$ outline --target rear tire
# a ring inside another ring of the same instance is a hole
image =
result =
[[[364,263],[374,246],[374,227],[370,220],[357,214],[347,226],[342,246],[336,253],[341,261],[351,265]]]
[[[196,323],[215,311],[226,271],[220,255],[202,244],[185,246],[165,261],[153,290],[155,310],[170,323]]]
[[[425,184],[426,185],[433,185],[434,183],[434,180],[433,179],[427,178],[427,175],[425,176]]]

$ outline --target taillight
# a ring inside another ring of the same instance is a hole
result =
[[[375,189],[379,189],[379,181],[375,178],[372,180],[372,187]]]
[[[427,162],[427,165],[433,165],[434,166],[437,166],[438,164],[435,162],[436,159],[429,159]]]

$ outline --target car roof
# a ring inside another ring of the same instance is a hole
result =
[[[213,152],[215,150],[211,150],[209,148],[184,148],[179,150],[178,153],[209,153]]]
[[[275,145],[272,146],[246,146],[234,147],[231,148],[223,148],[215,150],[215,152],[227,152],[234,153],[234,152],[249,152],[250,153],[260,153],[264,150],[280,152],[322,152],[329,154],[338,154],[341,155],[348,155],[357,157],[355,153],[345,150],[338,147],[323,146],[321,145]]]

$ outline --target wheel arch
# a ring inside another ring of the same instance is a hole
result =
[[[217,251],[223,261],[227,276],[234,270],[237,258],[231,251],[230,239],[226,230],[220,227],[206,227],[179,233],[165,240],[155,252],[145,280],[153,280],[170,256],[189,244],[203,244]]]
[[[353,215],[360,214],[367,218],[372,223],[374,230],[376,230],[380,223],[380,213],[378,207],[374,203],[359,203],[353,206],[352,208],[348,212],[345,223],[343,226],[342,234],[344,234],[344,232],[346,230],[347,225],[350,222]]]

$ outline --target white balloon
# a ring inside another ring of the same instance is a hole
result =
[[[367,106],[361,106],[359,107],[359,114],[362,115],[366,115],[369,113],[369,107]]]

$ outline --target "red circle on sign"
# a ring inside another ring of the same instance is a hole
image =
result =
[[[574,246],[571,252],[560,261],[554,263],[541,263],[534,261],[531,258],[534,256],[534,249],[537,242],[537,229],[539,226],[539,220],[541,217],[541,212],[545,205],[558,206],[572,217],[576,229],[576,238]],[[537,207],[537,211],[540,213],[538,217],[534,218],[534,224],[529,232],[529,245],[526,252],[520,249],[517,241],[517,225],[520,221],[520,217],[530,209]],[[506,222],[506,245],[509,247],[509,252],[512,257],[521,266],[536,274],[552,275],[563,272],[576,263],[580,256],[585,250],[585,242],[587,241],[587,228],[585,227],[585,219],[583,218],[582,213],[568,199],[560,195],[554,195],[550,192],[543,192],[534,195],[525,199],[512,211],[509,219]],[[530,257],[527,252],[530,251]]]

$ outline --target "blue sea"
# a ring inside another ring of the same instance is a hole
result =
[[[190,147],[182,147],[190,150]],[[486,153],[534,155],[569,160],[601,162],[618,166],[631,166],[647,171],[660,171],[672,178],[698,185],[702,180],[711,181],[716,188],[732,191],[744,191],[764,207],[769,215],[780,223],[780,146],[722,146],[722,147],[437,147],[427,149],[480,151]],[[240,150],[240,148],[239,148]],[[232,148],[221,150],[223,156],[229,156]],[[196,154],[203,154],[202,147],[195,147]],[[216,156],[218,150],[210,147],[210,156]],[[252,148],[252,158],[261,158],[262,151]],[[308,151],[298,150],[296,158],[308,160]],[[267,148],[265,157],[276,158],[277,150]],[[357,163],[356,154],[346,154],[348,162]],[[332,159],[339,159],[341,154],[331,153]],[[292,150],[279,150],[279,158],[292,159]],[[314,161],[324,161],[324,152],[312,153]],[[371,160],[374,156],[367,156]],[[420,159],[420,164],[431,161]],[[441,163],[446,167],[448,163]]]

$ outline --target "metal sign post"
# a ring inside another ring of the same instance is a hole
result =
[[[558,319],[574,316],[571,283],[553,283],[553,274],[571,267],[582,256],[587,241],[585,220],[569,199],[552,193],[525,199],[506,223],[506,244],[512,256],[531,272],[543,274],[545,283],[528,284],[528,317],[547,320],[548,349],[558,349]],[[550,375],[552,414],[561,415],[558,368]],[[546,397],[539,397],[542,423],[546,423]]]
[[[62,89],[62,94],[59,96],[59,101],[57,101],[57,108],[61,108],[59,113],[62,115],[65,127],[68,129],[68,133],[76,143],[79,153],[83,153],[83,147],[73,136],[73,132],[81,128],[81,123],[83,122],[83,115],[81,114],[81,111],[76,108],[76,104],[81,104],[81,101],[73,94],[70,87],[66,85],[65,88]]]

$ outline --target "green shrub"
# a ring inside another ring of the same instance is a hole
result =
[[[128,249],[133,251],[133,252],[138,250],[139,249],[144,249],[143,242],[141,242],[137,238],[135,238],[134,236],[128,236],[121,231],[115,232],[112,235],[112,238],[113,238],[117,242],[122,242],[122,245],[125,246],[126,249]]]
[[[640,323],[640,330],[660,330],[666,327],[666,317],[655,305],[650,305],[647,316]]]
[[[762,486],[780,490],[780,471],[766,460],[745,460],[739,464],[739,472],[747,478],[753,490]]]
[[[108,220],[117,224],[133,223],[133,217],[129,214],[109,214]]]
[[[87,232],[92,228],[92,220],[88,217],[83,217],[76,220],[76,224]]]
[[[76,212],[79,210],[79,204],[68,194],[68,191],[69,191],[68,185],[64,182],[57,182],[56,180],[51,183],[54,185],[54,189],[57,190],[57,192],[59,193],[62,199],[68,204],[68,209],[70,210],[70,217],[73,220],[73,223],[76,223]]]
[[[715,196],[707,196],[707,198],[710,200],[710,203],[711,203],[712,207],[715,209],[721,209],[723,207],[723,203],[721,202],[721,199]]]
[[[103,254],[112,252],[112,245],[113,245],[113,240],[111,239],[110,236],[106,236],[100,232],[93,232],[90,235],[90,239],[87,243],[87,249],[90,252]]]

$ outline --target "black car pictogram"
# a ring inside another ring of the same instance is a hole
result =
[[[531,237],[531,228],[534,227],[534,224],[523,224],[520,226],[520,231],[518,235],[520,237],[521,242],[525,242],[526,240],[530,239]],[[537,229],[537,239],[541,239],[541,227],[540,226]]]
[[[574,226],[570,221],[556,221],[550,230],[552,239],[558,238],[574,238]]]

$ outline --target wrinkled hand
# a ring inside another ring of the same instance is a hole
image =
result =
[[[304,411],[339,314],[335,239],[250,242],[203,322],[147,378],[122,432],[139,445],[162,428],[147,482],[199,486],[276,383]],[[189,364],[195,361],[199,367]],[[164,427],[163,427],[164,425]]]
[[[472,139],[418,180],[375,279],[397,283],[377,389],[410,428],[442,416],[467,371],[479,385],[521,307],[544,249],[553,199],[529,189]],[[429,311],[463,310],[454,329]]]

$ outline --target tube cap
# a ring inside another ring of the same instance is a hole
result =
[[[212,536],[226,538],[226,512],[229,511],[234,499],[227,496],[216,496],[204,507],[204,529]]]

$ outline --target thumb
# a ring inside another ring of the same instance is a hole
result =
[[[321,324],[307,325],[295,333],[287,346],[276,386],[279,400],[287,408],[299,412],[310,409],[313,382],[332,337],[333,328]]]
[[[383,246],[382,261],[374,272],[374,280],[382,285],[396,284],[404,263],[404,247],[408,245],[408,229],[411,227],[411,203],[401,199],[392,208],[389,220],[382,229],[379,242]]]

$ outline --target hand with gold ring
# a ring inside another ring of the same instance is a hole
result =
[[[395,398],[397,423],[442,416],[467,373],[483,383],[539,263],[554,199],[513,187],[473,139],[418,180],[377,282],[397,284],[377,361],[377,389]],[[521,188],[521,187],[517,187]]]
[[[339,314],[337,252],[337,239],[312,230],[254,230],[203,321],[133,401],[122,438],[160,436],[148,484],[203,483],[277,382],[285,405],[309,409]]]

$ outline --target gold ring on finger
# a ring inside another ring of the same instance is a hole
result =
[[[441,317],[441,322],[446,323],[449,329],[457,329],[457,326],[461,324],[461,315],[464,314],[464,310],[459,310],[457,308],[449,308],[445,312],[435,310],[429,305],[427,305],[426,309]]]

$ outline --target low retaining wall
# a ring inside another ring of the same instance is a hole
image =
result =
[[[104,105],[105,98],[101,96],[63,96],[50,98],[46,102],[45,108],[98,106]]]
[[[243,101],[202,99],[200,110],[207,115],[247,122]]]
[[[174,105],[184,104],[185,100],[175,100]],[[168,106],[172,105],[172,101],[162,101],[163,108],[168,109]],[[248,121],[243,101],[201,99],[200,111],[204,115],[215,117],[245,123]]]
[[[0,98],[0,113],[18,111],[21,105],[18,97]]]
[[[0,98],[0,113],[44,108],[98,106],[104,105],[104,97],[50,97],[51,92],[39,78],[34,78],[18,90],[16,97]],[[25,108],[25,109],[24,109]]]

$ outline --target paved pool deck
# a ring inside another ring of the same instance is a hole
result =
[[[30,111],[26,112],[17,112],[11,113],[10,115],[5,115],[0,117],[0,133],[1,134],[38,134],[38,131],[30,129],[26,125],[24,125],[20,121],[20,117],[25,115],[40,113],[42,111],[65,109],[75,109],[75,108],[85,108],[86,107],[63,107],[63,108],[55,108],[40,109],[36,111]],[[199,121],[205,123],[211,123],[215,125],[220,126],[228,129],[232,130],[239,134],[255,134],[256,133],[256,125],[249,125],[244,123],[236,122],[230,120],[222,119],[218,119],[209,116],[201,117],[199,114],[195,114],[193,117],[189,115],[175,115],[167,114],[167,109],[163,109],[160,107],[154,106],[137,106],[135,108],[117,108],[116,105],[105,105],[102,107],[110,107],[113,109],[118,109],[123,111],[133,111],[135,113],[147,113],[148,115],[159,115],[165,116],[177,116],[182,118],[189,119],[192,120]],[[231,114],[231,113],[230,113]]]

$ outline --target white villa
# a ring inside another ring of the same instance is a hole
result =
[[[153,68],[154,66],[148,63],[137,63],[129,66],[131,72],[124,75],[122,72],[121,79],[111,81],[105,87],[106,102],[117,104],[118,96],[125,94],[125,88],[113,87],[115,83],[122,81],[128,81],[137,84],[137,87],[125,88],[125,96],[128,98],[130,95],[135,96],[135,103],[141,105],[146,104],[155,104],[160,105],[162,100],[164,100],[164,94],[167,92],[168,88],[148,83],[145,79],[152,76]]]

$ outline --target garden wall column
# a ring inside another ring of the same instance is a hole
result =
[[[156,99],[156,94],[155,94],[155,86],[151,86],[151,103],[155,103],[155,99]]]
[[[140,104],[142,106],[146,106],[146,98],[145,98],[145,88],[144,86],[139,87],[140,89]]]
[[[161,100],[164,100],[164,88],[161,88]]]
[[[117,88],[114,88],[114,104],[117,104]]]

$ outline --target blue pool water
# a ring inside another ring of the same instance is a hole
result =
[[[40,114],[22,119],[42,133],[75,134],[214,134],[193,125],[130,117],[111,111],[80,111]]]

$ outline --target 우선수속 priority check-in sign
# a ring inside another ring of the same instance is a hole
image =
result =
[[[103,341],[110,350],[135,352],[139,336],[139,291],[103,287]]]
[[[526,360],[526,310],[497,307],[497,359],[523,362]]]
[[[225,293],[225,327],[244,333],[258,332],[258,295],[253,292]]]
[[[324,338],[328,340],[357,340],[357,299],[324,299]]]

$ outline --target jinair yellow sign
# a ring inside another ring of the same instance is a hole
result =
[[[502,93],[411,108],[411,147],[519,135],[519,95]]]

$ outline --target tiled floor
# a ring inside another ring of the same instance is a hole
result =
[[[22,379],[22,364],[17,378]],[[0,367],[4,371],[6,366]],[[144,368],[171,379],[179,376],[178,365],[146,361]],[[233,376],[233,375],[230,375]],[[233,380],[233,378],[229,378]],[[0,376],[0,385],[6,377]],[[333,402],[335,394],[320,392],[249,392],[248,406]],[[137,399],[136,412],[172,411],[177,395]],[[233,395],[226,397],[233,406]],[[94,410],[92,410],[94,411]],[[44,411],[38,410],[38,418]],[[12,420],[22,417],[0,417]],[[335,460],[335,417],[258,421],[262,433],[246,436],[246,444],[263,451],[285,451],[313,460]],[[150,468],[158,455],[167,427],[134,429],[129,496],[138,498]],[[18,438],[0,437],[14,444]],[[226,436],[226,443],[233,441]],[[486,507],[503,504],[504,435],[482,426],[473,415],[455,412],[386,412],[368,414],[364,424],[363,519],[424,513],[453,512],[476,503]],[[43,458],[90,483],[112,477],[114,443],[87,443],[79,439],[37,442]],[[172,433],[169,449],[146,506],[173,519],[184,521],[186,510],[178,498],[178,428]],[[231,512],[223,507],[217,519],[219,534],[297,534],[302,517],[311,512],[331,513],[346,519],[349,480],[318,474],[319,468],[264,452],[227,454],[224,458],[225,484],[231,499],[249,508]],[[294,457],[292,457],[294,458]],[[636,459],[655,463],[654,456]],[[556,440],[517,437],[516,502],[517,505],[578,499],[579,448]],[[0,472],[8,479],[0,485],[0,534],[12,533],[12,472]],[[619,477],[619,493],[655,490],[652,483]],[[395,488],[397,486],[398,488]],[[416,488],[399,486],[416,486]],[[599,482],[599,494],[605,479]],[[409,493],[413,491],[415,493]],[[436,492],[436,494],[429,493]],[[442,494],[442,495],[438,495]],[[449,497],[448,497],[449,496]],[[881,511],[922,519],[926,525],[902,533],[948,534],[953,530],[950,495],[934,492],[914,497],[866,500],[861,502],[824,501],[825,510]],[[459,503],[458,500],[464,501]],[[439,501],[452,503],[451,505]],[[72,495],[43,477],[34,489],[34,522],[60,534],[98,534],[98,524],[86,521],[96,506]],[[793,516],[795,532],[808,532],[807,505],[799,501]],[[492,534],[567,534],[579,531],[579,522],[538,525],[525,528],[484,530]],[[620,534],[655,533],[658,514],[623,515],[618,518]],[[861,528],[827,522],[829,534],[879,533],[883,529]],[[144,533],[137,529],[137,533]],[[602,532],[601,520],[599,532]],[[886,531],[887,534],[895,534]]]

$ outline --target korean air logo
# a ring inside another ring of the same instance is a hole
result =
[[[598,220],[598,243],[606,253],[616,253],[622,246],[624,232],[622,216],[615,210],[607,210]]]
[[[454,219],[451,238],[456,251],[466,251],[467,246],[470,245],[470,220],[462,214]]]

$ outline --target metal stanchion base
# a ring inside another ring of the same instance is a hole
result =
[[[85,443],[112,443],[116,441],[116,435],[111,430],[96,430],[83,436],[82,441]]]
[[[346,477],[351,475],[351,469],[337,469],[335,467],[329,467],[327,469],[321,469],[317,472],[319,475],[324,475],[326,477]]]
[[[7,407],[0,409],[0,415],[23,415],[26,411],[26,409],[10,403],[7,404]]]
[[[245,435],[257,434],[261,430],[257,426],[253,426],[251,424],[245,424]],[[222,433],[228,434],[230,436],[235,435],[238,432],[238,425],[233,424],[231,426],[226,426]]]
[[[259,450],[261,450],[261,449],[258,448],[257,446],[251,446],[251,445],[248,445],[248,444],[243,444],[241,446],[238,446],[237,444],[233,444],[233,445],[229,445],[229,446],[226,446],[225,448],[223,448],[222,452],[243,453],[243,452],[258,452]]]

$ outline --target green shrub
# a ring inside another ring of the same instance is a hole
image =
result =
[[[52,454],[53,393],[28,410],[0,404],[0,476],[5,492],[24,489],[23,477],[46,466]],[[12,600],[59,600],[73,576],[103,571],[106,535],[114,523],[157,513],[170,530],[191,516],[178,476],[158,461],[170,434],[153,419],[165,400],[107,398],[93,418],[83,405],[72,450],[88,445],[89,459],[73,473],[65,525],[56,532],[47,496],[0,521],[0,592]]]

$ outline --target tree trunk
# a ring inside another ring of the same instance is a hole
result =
****************
Given instruction - Write out only the final block of lines, starting at the line with "--target green shrub" and running to the end of the material.

Output for this exercise -
$ outline --target green shrub
# a ring inside another ring of the same instance is a hole
image =
result =
[[[52,454],[53,393],[28,410],[0,404],[0,476],[5,492],[24,489],[23,477],[46,466]],[[12,600],[59,600],[73,576],[103,571],[106,535],[114,523],[157,513],[170,530],[191,516],[178,476],[158,461],[170,434],[153,419],[165,400],[107,398],[93,418],[83,405],[72,450],[88,445],[89,459],[73,473],[65,525],[56,532],[47,496],[0,521],[0,592]]]

$ outline --target tree trunk
# a ring inside another ring of the same instance is a hole
result =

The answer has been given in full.